THE DATA:
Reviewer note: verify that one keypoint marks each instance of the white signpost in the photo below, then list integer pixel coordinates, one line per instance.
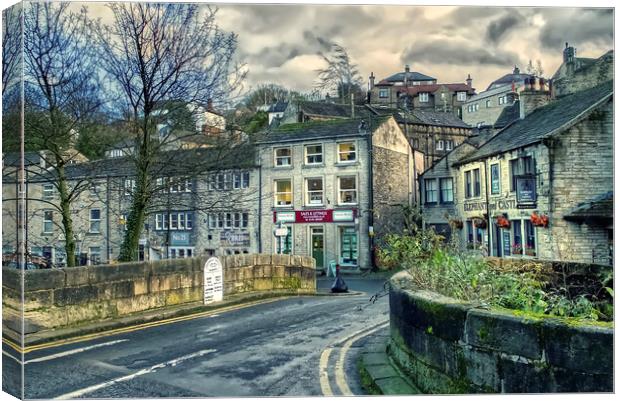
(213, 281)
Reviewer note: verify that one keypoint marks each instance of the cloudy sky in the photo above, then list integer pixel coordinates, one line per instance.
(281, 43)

--

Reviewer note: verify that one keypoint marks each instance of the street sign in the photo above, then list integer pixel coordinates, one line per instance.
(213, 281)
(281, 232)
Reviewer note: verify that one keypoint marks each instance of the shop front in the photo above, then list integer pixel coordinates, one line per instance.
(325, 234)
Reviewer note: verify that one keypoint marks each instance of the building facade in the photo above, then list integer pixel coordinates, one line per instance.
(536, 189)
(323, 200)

* * *

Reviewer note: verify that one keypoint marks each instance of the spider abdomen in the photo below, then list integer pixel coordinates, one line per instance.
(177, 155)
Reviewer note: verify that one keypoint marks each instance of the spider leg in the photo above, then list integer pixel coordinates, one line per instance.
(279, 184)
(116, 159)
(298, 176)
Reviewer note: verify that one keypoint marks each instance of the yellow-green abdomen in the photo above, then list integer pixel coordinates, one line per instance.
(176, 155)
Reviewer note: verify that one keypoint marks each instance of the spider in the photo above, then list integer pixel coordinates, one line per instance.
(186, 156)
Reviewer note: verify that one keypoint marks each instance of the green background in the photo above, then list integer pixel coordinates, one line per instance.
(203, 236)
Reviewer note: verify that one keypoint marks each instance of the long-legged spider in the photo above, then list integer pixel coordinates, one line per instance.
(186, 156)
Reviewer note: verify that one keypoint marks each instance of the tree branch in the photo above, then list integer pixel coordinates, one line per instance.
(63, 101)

AIM: Pull out every line in the records above that contains the word "spider".

SOLVED EXERCISE:
Reviewer note: verify that one keypoint marks each instance of the spider abdomen in the photo below, then list integer pixel coordinates, one line per instance.
Reviewer note: verify that one keypoint marks each instance of the spider leg in the photo above, then list integer pixel coordinates, one line per instance.
Reviewer note: verify that one keypoint marks each instance of the spider in the photo above, then list integer pixel coordinates, one line per instance.
Reviewer note: verify that one keypoint marks each instance of the long-legged spider in the photo above, then list integer pixel coordinates, one line per instance.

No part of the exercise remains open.